• [Data in this exercise]
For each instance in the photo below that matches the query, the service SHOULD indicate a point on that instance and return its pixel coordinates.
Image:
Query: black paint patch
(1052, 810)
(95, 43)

• [Directions for this task] Lay out the material above as a two-column CSV with the header row request,response. Give one row per item, putting its text and its answer each in a single quoted field and turning line breaks into spaces.

• [Response to the exercise]
request,response
"For each instance in the photo below that matches the query, the service SHOULD indicate a point on that instance and return its pixel coordinates. Image: Query: black paint patch","(1052, 810) (95, 43)"